Aim: In the listing below, substitute "Object" for every occurrence of "Target" and reproduce the listing with no other changes.
-- START OF Data records --
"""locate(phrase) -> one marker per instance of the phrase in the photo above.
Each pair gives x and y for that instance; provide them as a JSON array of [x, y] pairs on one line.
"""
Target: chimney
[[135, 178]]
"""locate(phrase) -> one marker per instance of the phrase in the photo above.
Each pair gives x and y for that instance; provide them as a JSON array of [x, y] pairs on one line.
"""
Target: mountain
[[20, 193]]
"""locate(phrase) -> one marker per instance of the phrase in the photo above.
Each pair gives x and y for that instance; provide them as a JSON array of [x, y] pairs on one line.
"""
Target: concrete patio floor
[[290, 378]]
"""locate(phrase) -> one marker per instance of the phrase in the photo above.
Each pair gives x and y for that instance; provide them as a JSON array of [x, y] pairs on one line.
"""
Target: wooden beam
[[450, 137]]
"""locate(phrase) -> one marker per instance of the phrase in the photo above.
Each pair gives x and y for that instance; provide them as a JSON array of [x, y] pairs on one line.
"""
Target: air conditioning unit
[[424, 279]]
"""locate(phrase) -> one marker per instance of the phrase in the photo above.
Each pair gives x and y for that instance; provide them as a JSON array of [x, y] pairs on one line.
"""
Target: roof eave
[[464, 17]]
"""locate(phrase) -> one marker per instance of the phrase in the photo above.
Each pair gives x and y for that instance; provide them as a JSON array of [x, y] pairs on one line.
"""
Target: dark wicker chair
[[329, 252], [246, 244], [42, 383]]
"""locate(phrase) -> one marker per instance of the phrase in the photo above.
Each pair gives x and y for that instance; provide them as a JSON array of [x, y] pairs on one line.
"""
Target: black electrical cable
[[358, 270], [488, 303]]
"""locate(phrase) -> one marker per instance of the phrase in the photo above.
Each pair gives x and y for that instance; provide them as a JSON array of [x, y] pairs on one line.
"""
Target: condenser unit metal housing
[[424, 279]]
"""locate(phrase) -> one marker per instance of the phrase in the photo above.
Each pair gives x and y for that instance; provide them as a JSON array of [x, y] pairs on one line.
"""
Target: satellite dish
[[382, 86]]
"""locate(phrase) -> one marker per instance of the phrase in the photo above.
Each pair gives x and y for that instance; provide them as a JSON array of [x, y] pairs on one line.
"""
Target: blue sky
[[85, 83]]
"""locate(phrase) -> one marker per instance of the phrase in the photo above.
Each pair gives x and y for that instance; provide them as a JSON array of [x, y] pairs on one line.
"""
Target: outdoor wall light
-- END OF Data records --
Full response:
"""locate(phrase) -> one marker per instance of the phrase in the photo above.
Each pair gives x and y for that instance; provide them as a JSON array of [x, y] pairs on one line.
"""
Object: chimney
[[135, 178]]
"""locate(phrase) -> one marker per instance of the phrase in the photo above.
Each pair gives x and y for that instance; provide them as a JSON array of [x, y] pairs on one line.
"""
Object: mountain
[[20, 193]]
"""locate(phrase) -> one marker per instance of the phrase in the photo above.
Each pair gives x and y for that instance; provide them as a JSON array of [x, y] pairs on one line.
"""
Object: concrete patio floor
[[290, 378]]
"""locate(phrase) -> one marker per instance of the phrase in the photo above.
Each pair gives x and y for that instance; provide them as a JSON array of [x, y] pairs on one line.
"""
Object: wooden beam
[[450, 137]]
"""locate(phrase) -> one marker per instance of the phrase in the photo above.
Each pair gives x and y for that instance; provide them as a JSON array of [x, y] pairs on one line.
"""
Object: air conditioning unit
[[424, 279]]
"""locate(phrase) -> one marker per instance of the phrase in the photo above.
Each pair gives x and y for that instance; provide them as a JSON array of [x, y] pairs on one line.
"""
Object: roof eave
[[464, 17]]
"""locate(phrase) -> one marker per instance of the phrase in the photo above.
Each pair gives x and y for that instance; provide them as a JSON array of [x, y] pairs on one line.
"""
Object: dark wicker chair
[[329, 252], [246, 244], [42, 383]]
"""locate(phrase) -> one marker per instance of the phrase in the photo above.
Each pair gives x and y for that instance; provide them as a JSON array of [x, y] pairs on one line.
"""
Object: black electrical cable
[[358, 270], [488, 303]]
"""locate(phrase) -> one marker per instance of the phrase in the photo above.
Each pair gives x and y for that instance; provide them as a JSON array of [x, y] pairs on one line.
"""
Object: condenser unit metal housing
[[424, 279]]
"""locate(phrase) -> one marker per instance of the phrase in the photo above.
Each pair gives x and y for that instance; provide them as a JSON array of [x, y] pairs on one line.
"""
Object: satellite dish
[[382, 86]]
"""locate(phrase) -> one marker per instance of the phrase in the photo above.
Each pair gives x and y for that instance; provide them as a JSON array of [x, y] pairs on one line.
"""
Object: blue sky
[[85, 83]]
"""locate(phrase) -> one marker per instance of the phrase in the photo above.
Each pair gives x and y for that instance; provide them as a JSON array of [x, y] pairs on one line.
"""
Object: outdoor wall light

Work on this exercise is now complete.